● Goal of the exercise:
Reproduce the listing below line for line, with no changes to wording, spacing, or order.

● Rows:
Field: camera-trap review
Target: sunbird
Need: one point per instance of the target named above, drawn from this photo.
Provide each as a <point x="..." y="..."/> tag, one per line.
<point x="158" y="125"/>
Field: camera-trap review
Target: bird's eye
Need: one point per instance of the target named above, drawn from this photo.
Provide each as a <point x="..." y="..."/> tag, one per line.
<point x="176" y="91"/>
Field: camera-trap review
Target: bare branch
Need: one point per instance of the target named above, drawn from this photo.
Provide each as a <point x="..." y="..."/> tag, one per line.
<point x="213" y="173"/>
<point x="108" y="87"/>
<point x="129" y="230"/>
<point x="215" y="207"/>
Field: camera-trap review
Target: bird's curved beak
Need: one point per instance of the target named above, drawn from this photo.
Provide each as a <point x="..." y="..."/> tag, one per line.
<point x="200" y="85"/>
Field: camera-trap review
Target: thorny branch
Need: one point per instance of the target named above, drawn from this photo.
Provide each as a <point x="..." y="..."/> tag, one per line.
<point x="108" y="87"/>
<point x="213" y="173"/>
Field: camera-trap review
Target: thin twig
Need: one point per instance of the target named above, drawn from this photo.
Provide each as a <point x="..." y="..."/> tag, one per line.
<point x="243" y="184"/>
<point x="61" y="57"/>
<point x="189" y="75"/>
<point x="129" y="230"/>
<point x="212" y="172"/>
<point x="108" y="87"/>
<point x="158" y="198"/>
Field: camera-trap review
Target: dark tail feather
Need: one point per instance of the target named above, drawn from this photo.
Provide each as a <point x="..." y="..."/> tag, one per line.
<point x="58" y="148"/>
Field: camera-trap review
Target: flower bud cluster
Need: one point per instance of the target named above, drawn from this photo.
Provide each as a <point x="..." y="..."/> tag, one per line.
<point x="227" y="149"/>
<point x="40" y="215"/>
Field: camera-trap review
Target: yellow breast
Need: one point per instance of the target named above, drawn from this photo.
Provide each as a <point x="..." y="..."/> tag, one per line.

● Task result:
Field: camera-trap review
Target: sunbird
Need: one point per instance of the target named above, drawn from this photo.
Provide each as a <point x="..." y="..."/> tag, one per line.
<point x="158" y="125"/>
Field: camera-trap review
Target: bird's eye
Need: one point per instance of the target named above, drawn from this photo.
Provide each as a <point x="..." y="..."/> tag, one per line.
<point x="176" y="91"/>
Field: camera-trap review
Target: bare branch
Need: one point per instance of the target named above, drawn from this photo.
Provide each as a <point x="..." y="..."/> tag, one per line.
<point x="213" y="173"/>
<point x="108" y="87"/>
<point x="129" y="230"/>
<point x="215" y="207"/>
Field: camera-trap review
Target: bird's curved beak
Need: one point per instance of the target named above, drawn from this photo.
Provide each as a <point x="..." y="..."/> tag, one per line.
<point x="200" y="85"/>
Field: camera-trap review
Target: thorny branch
Need: one point per instance of the target named above, drawn from this photo.
Provide each as a <point x="..." y="..."/> tag, one per line.
<point x="108" y="87"/>
<point x="213" y="173"/>
Field: camera-trap review
Target: thin twig
Need: one point per instance of the target named above, drawn from this photo.
Provide each as a <point x="..." y="..."/> tag, one per line.
<point x="243" y="184"/>
<point x="61" y="57"/>
<point x="189" y="75"/>
<point x="129" y="230"/>
<point x="212" y="172"/>
<point x="108" y="87"/>
<point x="158" y="198"/>
Field: camera-trap review
Target: dark tail feather
Need: one point per instance of the target named above, drawn from this photo.
Provide each as a <point x="..." y="..."/> tag, one per line.
<point x="58" y="148"/>
Field: camera-trap review
Target: flower bud cluster
Need: one point per instance of the target named above, drawn from this photo.
Provide each as a <point x="..." y="..."/> tag, one per line.
<point x="227" y="149"/>
<point x="40" y="215"/>
Field: camera-trap review
Target: yellow breast
Need: one point per instance of the target named above, drawn from this photo.
Provide each as a <point x="..." y="..."/> tag, one per line.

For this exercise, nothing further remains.